• The exercise:
List every actor that the Brat Pack documentary text below names as being unable to escape the "Brat Pack" tag for decades.

• Selected text:
=-=-=

A new documentary explores the impact of the nickname that some believed ‘wounded everyone in its path’.

Ally Sheedy, Andrew McCarthy and Demi Moore attend the Brats premiere in New York last week. Picture: Getty Images
Ally Sheedy, Andrew McCarthy and Demi Moore attend the Brats premiere in New York last week. Picture: Getty Images

When an American magazine writer in the 1980s coined the term “Brat Pack” to describe the brash young stars of Hollywood’s new coming-of-age movies, he never imagined it would endure almost 40 years later.

Yet for decades actors such as Emilio Estevez, Rob Lowe, Molly Ringwald, Demi Moore, Andrew McCarthy and Judd Nelson could not escape the tag after featuring in beloved films such as Sixteen Candles, The Breakfast Club and St Elmo’s Fire.

Now, after years of debate over whether the nickname “mortally wounded everyone in its path”, some of the stars have confronted its legacy in a new documentary directed by McCarthy.

Brats, from US streaming service Hulu, explores the impact the nickname had on the group – which, according to the subjects, was significant. The term, 61-year-old McCarthy says in the documentary, “affected my life massively” and may have led to him being pigeonholed for the rest of his career.

Estevez, 62, apologises to ­McCarthy for declining to star alongside him shortly after the article was published in 1985 due to being spooked by the nickname.

Like all good stories, the tale of the Brat Pack requires a villain – and up steps David Blum, the New York magazine writer who invented the name. His account of his time partying with Estevez, Nelson and Lowe included a line describing them as “a roving band of famous young stars on the prowl for parties, women and a good time”.

Blum’s label stuck and the phrase was soon attached to stories about the emerging actors and the films they appeared in.

=-=-=

• Listed records:
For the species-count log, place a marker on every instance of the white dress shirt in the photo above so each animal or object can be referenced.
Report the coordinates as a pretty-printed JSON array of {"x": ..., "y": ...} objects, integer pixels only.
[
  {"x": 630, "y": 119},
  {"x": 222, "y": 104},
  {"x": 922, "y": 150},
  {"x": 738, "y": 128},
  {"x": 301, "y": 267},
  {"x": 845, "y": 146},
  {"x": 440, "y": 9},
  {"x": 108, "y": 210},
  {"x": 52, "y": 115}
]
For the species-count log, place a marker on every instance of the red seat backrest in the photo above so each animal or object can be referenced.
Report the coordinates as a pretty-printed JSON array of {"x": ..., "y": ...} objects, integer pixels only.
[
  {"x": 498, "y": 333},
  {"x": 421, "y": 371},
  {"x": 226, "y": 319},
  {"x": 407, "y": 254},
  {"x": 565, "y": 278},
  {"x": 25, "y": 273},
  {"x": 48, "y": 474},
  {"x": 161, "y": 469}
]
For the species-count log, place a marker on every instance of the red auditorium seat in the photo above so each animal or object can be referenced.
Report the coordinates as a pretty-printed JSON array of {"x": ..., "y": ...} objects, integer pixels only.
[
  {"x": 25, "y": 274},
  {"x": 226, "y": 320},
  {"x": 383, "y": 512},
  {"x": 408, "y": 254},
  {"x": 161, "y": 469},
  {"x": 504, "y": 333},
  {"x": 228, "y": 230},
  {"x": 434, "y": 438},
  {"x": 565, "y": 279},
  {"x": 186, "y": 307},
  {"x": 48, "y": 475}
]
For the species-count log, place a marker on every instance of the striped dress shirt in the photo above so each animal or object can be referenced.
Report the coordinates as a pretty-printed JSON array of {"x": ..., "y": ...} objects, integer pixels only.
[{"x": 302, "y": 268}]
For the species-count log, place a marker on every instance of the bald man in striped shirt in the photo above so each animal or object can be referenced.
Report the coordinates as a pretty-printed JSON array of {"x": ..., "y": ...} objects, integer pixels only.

=-=-=

• Output of the task:
Emilio Estevez, Rob Lowe, Molly Ringwald, Demi Moore, Andrew McCarthy, Judd Nelson